**Alıştırma girdisi**
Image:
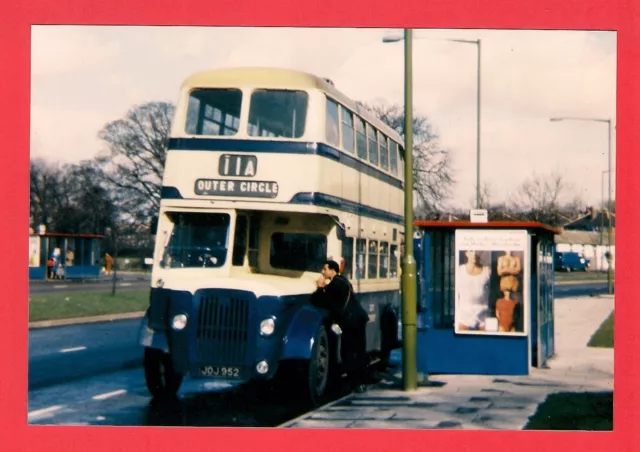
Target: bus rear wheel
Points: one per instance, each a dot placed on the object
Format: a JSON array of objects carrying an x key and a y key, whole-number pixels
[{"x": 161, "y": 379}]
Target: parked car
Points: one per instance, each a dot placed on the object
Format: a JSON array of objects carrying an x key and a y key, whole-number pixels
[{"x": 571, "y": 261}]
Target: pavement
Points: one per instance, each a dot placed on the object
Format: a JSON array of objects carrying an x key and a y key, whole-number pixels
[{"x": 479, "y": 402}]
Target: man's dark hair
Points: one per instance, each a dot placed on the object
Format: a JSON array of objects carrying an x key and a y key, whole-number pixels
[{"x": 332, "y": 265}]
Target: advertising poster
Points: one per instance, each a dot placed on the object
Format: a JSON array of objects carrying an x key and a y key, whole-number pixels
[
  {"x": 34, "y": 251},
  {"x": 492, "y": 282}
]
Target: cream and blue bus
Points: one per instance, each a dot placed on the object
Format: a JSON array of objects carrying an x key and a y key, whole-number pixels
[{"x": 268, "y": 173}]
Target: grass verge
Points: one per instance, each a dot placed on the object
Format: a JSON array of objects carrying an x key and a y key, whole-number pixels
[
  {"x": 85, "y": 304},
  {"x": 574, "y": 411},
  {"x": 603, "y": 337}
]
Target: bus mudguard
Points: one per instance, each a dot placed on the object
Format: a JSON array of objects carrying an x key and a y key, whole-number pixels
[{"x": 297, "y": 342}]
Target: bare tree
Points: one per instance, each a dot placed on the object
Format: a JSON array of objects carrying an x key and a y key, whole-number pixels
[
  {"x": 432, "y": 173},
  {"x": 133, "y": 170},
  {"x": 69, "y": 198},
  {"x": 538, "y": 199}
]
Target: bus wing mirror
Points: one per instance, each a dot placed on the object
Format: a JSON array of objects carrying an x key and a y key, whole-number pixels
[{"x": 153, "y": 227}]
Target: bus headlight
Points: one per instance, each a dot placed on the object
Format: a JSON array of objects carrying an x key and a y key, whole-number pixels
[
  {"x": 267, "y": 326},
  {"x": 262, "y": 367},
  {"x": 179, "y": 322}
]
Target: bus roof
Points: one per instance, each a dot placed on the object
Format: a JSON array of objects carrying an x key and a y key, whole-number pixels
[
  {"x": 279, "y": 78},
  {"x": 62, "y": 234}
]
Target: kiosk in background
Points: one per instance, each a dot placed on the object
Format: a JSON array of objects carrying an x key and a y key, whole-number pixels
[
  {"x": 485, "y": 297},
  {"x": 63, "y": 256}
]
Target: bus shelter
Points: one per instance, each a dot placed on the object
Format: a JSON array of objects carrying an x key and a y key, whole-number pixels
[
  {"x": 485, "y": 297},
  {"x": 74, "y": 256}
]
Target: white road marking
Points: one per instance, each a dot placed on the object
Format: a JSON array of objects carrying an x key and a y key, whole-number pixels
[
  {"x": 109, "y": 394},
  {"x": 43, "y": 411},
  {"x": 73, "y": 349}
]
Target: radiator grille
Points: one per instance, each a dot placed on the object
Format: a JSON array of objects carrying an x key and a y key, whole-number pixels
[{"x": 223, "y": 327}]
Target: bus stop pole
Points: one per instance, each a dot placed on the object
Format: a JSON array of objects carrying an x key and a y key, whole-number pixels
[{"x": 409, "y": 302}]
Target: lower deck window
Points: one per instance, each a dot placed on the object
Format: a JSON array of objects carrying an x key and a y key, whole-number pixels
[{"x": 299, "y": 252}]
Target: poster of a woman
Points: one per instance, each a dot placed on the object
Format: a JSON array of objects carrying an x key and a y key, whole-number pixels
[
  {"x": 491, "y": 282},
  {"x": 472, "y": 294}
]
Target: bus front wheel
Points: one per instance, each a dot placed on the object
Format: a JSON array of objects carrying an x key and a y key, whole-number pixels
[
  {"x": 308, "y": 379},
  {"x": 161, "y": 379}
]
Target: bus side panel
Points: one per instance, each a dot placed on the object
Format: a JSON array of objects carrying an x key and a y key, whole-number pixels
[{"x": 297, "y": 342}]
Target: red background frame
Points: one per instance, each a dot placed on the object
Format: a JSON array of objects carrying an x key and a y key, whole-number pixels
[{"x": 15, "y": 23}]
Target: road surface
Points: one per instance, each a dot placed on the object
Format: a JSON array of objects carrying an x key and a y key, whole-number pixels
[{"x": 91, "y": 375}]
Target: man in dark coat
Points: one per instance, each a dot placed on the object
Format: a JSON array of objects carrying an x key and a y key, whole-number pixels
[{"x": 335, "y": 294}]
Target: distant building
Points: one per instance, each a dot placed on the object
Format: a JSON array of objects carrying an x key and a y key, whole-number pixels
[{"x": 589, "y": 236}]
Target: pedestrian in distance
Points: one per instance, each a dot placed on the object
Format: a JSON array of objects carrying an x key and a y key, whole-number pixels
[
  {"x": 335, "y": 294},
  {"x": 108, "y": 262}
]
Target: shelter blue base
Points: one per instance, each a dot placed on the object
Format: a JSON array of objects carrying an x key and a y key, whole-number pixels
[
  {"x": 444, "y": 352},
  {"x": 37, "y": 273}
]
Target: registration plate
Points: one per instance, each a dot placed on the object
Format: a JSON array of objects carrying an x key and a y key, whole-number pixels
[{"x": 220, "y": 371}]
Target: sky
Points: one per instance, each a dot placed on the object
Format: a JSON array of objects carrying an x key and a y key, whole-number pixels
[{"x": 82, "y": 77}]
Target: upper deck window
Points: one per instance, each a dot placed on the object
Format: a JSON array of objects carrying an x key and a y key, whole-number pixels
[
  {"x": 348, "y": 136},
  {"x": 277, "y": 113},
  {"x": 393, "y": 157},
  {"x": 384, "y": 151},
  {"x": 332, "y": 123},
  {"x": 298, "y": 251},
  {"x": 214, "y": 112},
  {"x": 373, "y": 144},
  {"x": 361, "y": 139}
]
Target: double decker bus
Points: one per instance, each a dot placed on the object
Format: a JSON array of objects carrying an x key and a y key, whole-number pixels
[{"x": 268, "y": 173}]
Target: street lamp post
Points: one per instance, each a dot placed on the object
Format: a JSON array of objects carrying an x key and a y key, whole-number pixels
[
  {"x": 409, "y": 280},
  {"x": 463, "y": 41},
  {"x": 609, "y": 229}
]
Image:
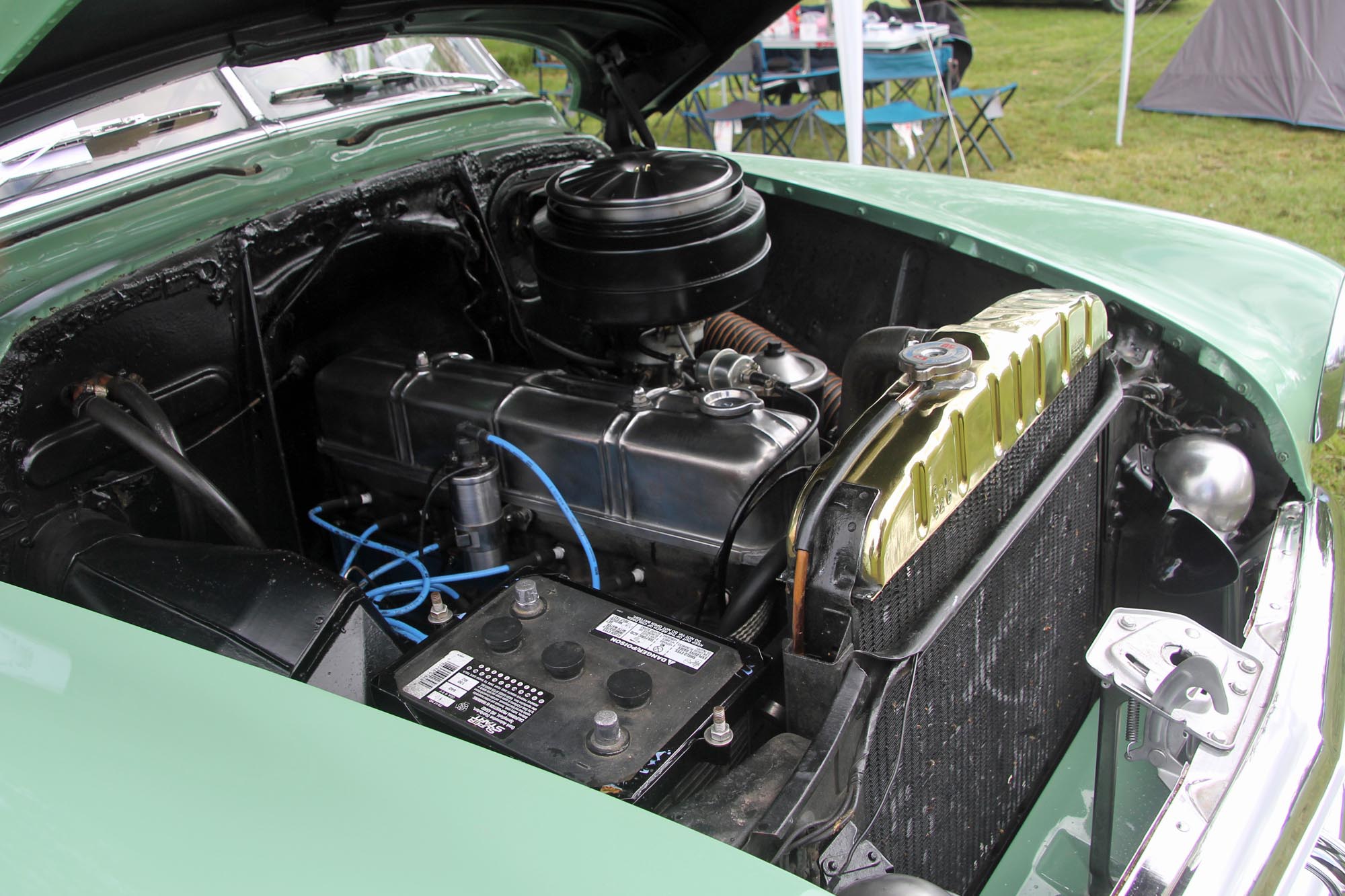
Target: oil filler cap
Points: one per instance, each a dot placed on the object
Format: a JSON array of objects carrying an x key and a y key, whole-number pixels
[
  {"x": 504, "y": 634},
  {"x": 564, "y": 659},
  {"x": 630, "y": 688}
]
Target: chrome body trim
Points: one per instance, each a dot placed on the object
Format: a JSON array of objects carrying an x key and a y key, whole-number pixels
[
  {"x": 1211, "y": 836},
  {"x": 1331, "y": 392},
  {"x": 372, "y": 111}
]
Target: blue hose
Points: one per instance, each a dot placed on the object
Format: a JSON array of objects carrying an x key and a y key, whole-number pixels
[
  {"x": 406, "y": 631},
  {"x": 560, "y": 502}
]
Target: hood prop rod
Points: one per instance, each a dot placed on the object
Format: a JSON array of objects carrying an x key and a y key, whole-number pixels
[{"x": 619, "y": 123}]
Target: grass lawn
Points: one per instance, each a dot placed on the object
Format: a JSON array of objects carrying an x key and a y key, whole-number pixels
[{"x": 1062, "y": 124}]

...

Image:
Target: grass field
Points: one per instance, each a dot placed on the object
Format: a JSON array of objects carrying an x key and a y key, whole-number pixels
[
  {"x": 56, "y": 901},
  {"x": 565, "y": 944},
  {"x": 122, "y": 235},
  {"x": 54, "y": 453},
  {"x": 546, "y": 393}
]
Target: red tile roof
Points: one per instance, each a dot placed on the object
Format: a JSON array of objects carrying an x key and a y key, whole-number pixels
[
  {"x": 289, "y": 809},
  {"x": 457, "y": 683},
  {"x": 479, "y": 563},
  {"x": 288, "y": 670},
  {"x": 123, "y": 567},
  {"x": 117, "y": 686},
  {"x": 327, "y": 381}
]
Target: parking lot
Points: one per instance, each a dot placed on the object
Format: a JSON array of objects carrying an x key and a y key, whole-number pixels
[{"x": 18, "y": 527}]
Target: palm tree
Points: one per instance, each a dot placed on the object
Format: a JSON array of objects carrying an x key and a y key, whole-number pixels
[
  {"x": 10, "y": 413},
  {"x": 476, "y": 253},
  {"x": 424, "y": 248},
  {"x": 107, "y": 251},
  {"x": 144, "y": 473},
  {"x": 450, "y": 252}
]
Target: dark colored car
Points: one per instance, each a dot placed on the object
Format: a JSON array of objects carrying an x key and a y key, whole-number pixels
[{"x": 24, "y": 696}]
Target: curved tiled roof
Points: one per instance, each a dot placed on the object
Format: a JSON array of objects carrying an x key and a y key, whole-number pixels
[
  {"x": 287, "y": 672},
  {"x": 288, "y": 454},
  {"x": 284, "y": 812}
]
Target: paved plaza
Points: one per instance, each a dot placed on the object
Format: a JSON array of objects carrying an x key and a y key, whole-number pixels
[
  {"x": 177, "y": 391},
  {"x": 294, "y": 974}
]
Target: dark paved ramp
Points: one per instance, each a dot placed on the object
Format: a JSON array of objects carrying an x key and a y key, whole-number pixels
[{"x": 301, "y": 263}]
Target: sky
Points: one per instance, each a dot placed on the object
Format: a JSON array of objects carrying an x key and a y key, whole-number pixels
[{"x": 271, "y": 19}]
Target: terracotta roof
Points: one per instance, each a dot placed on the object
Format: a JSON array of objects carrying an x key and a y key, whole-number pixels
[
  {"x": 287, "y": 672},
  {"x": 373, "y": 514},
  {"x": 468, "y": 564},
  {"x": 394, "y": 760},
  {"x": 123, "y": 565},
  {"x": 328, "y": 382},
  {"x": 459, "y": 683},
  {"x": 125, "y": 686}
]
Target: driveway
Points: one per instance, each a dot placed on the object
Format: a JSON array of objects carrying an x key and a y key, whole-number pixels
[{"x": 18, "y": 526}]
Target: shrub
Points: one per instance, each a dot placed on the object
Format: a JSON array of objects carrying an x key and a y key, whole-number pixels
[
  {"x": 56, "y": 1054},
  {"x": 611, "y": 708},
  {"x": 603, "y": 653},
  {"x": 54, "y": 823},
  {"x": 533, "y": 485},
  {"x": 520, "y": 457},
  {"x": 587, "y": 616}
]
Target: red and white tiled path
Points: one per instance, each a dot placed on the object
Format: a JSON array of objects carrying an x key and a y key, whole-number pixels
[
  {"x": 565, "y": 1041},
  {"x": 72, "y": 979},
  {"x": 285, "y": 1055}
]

**Çözülecek problem**
Lütfen yukarıdaki listede "roof" kelimesinin geçtiği bütün satırları bulup kopyalayın.

**Beklenen cevap**
Target: bus roof
Target: red tile roof
Target: curved tiled roof
Target: terracotta roof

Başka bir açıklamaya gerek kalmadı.